■ **DIRECTIVE**: Show every line below that contains the word "distant". Case counts.

■ **MATERIAL SHOWN**:
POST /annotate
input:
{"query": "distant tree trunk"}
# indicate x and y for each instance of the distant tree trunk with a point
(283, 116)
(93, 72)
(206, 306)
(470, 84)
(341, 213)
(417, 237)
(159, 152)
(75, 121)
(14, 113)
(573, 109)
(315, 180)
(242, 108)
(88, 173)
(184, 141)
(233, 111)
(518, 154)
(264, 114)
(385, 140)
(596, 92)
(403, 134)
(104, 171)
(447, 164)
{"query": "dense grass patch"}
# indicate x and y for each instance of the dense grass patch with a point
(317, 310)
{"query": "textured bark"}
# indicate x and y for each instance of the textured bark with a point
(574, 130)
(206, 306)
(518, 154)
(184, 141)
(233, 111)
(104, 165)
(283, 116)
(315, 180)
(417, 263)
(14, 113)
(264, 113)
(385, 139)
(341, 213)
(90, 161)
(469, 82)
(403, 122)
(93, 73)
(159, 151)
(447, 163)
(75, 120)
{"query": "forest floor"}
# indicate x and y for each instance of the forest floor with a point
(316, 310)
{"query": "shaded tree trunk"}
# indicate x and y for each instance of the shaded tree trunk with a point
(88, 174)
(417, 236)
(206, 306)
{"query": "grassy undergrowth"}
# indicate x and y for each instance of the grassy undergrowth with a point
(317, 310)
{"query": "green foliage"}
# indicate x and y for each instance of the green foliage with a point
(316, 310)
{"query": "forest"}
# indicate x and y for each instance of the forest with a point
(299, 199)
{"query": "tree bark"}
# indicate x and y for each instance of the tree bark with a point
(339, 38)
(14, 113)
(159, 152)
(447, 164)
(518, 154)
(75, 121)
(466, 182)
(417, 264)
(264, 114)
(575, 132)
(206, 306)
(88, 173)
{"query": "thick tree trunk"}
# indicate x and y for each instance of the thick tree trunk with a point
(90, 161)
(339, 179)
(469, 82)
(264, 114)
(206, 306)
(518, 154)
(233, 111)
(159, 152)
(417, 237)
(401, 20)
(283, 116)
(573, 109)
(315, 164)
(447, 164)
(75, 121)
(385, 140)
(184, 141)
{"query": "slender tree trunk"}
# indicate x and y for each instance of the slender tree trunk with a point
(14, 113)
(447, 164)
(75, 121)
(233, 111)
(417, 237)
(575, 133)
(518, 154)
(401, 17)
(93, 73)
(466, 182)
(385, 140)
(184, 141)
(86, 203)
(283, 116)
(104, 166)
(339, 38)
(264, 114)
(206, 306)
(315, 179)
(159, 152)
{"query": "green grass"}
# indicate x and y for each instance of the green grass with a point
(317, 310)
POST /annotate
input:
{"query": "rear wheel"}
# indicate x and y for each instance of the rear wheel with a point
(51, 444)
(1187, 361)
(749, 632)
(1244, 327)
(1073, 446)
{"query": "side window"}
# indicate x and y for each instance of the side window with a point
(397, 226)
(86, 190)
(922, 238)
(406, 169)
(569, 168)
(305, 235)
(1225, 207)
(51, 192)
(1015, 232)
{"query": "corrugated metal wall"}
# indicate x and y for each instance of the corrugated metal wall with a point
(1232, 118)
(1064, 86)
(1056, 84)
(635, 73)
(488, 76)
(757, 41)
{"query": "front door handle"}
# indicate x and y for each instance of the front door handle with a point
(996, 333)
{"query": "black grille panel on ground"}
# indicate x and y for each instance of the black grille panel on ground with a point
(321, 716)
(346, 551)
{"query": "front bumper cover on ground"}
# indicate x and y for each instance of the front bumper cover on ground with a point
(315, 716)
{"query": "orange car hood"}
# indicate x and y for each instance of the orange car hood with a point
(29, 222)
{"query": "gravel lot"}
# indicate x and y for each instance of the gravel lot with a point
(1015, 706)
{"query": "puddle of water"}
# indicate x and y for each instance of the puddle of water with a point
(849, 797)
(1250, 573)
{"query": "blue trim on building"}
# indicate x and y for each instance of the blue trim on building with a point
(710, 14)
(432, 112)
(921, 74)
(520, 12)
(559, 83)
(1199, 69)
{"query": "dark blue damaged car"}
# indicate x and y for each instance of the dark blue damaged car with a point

■ **ANSWER BELOW**:
{"query": "distant tree trunk"}
# indicate x and y for each instance of the distant tree trunk with a point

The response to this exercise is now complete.